::: Matériel fourni

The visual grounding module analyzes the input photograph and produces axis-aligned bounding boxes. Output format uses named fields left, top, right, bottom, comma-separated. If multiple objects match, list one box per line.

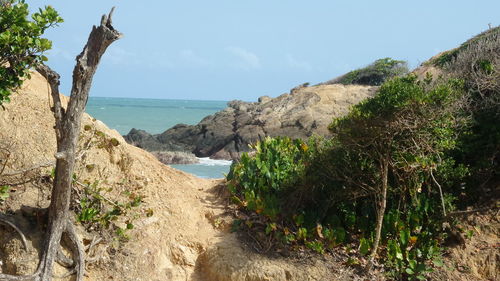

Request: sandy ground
left=0, top=70, right=499, bottom=281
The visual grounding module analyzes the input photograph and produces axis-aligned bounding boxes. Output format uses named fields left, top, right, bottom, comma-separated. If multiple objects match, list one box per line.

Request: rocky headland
left=124, top=84, right=378, bottom=160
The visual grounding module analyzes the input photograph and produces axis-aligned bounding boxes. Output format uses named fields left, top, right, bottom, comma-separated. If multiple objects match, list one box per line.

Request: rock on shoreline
left=124, top=84, right=378, bottom=160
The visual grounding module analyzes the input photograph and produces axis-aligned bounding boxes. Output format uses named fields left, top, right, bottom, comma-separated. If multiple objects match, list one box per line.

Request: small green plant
left=327, top=58, right=408, bottom=86
left=0, top=185, right=10, bottom=203
left=76, top=178, right=144, bottom=240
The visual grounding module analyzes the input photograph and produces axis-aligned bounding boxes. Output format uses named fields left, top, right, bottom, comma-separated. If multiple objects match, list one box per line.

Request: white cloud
left=103, top=47, right=136, bottom=65
left=286, top=54, right=312, bottom=71
left=47, top=47, right=76, bottom=61
left=225, top=47, right=261, bottom=69
left=179, top=49, right=212, bottom=67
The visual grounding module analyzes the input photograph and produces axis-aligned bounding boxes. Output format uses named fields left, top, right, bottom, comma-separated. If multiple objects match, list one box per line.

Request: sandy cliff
left=0, top=73, right=347, bottom=281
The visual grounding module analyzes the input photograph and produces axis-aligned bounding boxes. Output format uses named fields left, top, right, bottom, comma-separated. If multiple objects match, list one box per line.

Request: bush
left=325, top=58, right=408, bottom=86
left=227, top=137, right=310, bottom=220
left=228, top=75, right=467, bottom=279
left=0, top=0, right=63, bottom=105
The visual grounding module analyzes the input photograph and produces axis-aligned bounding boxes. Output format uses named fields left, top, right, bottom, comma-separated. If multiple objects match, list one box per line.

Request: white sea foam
left=198, top=157, right=233, bottom=166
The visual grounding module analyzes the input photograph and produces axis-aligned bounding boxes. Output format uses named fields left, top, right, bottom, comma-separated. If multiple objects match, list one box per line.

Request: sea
left=86, top=97, right=231, bottom=178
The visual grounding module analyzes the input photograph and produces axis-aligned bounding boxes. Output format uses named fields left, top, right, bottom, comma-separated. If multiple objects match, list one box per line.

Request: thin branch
left=0, top=214, right=28, bottom=251
left=2, top=161, right=56, bottom=176
left=431, top=169, right=446, bottom=217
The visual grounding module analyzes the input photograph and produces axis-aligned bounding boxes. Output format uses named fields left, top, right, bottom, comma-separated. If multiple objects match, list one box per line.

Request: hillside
left=0, top=73, right=360, bottom=281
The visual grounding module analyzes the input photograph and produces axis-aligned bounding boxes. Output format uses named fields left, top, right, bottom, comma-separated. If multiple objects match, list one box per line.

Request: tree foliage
left=230, top=75, right=469, bottom=279
left=0, top=0, right=63, bottom=105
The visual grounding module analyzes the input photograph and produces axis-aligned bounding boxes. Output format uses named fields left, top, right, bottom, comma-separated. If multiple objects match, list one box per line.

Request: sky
left=33, top=0, right=500, bottom=101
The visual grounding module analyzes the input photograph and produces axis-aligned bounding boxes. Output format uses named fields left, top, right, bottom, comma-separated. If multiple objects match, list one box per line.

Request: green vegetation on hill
left=0, top=0, right=63, bottom=105
left=227, top=29, right=500, bottom=280
left=325, top=58, right=408, bottom=86
left=429, top=26, right=500, bottom=67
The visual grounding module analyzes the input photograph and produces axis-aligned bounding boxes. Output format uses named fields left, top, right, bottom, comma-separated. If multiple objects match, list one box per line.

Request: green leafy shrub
left=228, top=75, right=468, bottom=279
left=227, top=137, right=310, bottom=219
left=325, top=58, right=408, bottom=86
left=75, top=181, right=143, bottom=240
left=0, top=0, right=63, bottom=105
left=0, top=185, right=10, bottom=203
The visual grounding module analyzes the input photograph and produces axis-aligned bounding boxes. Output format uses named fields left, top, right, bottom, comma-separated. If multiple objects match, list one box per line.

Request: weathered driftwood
left=0, top=8, right=122, bottom=281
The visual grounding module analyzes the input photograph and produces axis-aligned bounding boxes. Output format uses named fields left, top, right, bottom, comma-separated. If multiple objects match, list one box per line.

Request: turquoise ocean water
left=87, top=97, right=231, bottom=178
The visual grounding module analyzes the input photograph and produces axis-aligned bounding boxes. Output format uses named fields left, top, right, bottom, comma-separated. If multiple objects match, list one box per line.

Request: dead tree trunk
left=0, top=8, right=121, bottom=281
left=368, top=156, right=389, bottom=269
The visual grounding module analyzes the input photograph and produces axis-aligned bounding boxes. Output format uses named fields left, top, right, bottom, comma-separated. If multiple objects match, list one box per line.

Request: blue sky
left=33, top=0, right=500, bottom=101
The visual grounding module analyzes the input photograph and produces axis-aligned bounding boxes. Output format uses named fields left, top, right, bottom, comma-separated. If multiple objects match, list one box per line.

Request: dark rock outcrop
left=125, top=85, right=377, bottom=159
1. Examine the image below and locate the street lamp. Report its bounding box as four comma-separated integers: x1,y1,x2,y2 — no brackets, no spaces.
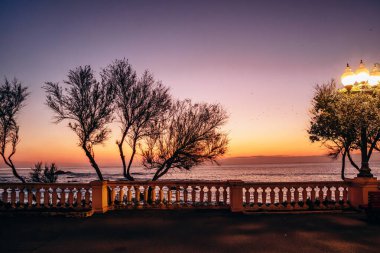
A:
340,60,380,177
341,60,380,92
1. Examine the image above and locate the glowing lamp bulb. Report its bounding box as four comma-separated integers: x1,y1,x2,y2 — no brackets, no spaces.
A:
368,64,380,86
355,60,369,83
340,63,356,87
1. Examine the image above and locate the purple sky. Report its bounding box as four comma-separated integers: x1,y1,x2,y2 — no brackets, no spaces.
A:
0,0,380,165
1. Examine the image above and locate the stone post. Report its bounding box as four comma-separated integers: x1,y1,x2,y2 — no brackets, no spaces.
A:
90,181,108,213
345,177,379,208
227,180,244,213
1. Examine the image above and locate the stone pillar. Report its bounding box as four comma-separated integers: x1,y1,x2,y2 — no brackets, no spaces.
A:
345,177,380,208
227,180,244,213
90,181,108,213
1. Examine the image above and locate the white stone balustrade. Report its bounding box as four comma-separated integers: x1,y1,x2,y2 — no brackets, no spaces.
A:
0,179,378,213
243,181,349,210
0,183,92,209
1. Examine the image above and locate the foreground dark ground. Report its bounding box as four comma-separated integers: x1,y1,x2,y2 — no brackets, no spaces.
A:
0,210,380,253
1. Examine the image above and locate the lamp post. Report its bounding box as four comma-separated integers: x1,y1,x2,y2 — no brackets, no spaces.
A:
340,60,380,177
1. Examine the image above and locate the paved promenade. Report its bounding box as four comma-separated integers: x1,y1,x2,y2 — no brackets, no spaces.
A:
0,210,380,253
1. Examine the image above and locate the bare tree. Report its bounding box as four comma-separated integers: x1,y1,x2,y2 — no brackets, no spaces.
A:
103,59,171,180
142,100,228,181
44,66,114,180
0,78,29,183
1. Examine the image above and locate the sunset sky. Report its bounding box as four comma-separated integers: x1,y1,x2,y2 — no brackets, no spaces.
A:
0,0,380,165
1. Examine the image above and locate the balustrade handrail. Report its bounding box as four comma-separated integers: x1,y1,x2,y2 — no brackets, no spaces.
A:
243,181,349,187
0,183,91,188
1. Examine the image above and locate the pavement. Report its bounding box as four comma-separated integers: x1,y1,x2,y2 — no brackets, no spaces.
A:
0,210,380,253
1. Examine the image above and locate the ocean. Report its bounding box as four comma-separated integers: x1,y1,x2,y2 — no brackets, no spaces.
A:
0,162,380,183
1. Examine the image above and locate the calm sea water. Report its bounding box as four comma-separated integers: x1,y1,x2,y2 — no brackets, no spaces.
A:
0,162,380,182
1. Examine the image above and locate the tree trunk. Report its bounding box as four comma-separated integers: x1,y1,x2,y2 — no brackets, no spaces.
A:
358,127,373,177
82,145,104,181
126,142,136,181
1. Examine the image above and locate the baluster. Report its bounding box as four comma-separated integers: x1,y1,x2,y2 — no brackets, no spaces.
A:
28,188,33,207
302,187,307,204
343,186,348,204
18,188,25,207
135,186,141,206
167,186,172,205
11,188,16,208
127,186,132,204
77,187,83,208
44,187,50,208
261,188,267,206
318,186,324,203
149,186,156,204
252,188,259,206
119,186,124,204
84,188,92,207
191,186,196,204
206,186,212,205
68,189,74,208
183,185,188,204
144,186,150,205
326,186,332,201
175,186,181,204
215,186,222,205
3,188,8,204
36,188,41,208
51,187,58,208
294,188,300,205
199,186,205,203
269,188,275,207
278,187,285,206
158,186,165,205
108,186,116,206
245,187,251,207
286,188,292,208
335,186,340,204
310,187,316,203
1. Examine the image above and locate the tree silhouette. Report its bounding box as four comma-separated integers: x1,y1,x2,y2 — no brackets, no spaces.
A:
102,59,171,180
142,100,228,181
0,78,29,183
308,80,380,179
44,66,114,181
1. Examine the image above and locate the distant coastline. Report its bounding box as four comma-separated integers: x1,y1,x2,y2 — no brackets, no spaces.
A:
5,154,380,168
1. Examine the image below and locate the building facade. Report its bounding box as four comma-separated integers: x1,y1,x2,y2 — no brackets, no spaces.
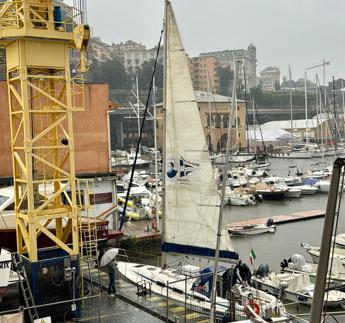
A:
199,44,257,89
0,81,110,181
259,66,280,92
188,56,219,93
157,91,247,152
123,46,164,73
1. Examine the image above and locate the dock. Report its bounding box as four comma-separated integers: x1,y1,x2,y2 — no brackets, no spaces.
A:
226,210,326,228
82,266,209,323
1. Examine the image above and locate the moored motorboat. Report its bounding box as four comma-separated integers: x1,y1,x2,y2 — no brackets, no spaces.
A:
280,254,345,288
118,262,285,322
251,265,345,307
224,186,256,206
295,185,319,195
301,242,345,268
284,187,302,198
228,219,276,236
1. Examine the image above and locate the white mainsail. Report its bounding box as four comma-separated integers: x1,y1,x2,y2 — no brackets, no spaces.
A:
162,1,238,260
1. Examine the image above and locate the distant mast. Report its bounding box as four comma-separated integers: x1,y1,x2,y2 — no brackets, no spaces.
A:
289,65,294,149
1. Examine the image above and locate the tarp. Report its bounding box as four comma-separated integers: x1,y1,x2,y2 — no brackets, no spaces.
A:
270,273,310,293
247,129,298,142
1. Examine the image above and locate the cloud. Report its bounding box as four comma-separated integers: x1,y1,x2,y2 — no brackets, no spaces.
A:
82,0,345,78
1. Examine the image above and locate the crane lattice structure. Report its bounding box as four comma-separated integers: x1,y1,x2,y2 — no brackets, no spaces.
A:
0,0,90,261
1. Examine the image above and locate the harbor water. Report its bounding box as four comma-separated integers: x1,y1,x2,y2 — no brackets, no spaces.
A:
224,158,345,270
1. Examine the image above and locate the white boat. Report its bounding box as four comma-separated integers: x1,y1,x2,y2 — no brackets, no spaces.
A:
228,221,277,236
252,272,345,307
214,154,255,165
280,254,345,288
118,262,285,322
270,149,313,159
118,1,287,322
284,187,302,198
317,180,345,193
301,242,345,268
295,185,319,195
224,186,256,206
283,176,302,186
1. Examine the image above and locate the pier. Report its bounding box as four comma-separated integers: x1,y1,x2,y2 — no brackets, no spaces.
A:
226,210,326,228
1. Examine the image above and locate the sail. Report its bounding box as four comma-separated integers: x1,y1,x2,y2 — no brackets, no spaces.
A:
162,1,238,259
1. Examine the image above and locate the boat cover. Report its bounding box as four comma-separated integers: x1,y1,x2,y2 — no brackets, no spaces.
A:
270,273,310,293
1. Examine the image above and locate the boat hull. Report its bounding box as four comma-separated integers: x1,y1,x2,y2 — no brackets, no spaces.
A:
228,224,276,236
252,277,345,307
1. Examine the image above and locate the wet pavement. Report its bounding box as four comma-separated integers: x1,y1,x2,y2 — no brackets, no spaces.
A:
81,292,162,323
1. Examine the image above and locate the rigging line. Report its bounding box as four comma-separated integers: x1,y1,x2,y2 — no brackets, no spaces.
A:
324,166,345,320
319,81,336,156
119,28,164,231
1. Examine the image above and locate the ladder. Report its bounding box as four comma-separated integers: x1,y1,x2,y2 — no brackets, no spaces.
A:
11,253,39,322
77,179,102,297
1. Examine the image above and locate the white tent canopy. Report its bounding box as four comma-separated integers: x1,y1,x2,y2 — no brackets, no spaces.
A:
247,129,298,142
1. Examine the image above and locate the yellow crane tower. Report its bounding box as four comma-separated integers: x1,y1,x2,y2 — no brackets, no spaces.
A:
0,0,90,262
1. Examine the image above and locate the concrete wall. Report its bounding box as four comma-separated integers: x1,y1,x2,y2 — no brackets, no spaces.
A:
0,81,109,178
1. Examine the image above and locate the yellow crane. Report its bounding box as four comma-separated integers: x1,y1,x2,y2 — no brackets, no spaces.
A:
0,0,90,261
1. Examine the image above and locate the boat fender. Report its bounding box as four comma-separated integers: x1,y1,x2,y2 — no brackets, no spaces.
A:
266,218,274,227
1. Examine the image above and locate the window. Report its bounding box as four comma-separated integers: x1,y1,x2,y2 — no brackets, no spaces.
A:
223,114,229,128
214,114,222,128
207,115,213,128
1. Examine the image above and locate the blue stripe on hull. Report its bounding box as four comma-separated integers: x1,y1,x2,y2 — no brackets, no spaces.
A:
162,242,239,260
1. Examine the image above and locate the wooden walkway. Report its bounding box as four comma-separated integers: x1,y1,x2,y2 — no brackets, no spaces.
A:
226,210,325,228
82,266,209,323
123,220,162,241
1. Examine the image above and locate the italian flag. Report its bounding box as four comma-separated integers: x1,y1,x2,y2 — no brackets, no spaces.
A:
249,249,256,266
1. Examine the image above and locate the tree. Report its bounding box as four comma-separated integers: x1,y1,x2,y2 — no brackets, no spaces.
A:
91,57,130,89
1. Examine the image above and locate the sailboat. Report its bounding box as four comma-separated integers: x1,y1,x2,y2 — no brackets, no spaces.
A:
118,1,287,322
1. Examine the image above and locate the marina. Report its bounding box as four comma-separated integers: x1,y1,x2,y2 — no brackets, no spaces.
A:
226,210,325,228
0,0,345,323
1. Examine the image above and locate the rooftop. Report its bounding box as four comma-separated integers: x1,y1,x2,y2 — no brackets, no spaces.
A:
194,91,244,103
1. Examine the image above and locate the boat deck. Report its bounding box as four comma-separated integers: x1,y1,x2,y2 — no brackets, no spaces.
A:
226,210,325,228
83,267,209,323
122,220,162,241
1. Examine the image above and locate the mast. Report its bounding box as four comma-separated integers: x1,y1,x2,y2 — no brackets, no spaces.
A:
341,81,345,121
230,61,239,151
161,0,169,267
210,63,237,323
135,74,140,145
207,70,213,153
304,70,309,144
289,65,293,148
243,65,249,156
252,99,257,156
310,158,345,322
152,78,160,231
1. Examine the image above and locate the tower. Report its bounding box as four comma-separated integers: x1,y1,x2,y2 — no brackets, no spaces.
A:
0,0,89,261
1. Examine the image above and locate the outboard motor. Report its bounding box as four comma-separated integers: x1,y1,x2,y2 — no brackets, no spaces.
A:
266,218,274,227
235,262,252,285
255,264,270,277
280,259,289,272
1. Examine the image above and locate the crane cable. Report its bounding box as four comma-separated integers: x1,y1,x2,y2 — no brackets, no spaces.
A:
323,165,345,322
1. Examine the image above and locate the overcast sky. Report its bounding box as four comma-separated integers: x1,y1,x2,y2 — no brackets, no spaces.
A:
76,0,345,79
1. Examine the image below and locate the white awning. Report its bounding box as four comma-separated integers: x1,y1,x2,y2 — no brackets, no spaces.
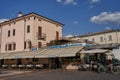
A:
0,53,10,59
35,47,83,58
80,49,109,54
4,49,46,59
0,46,83,59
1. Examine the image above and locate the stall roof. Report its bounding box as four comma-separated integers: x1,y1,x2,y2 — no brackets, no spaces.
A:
35,47,83,58
80,49,109,53
0,46,83,59
4,49,46,59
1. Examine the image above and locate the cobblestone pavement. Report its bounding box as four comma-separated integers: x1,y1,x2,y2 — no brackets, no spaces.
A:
0,70,120,80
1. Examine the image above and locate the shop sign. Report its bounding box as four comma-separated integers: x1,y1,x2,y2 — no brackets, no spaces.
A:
50,43,91,48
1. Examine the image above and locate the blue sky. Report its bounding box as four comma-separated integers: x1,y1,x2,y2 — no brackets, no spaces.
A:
0,0,120,36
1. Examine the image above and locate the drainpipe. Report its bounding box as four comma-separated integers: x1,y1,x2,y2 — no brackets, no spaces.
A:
23,18,26,51
0,25,2,53
115,30,119,43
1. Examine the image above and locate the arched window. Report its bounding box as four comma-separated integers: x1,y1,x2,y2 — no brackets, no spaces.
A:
5,44,7,51
28,41,32,48
24,40,32,49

::::::

**Consigne:**
Présentez sous forme de tableau Markdown à deux colonnes, « N° » et « Ligne », les lignes du matériel allant de celle qui contient « 1. Examine the image above and locate the stall » jusqu'à la fin du matériel, ces deux bornes comprises. Numérotez chaque rangée et omettez les lignes vides.

**Corrigé:**
| N° | Ligne |
|---|---|
| 1 | 1. Examine the image above and locate the stall roof. Report its bounding box as four comma-separated integers: x1,y1,x2,y2 — no brackets, no spaces. |
| 2 | A: |
| 3 | 35,47,83,58 |
| 4 | 80,49,109,53 |
| 5 | 0,46,83,59 |
| 6 | 4,49,46,59 |
| 7 | 1. Examine the image above and locate the cobblestone pavement. Report its bounding box as four comma-separated integers: x1,y1,x2,y2 — no brackets, no spaces. |
| 8 | A: |
| 9 | 0,70,120,80 |
| 10 | 1. Examine the image above and locate the shop sign. Report its bounding box as four comma-separated integers: x1,y1,x2,y2 — no brackets, no spaces. |
| 11 | A: |
| 12 | 50,43,91,48 |
| 13 | 1. Examine the image above and locate the blue sky. Report its bounding box as four comma-separated integers: x1,y1,x2,y2 — no brackets, no spaces. |
| 14 | A: |
| 15 | 0,0,120,36 |
| 16 | 1. Examine the image above and locate the drainpipe. Report its bounding box as four comma-separated integers: x1,y1,x2,y2 — no brackets, no spaces. |
| 17 | A: |
| 18 | 23,18,26,51 |
| 19 | 0,25,2,53 |
| 20 | 115,30,119,43 |
| 21 | 1. Examine the image above and locate the arched window. Report its bounding box as four comma-separated integers: x1,y1,x2,y2 — no brackets, no spaces. |
| 22 | A: |
| 23 | 5,44,7,51 |
| 24 | 28,41,32,48 |
| 25 | 24,40,32,49 |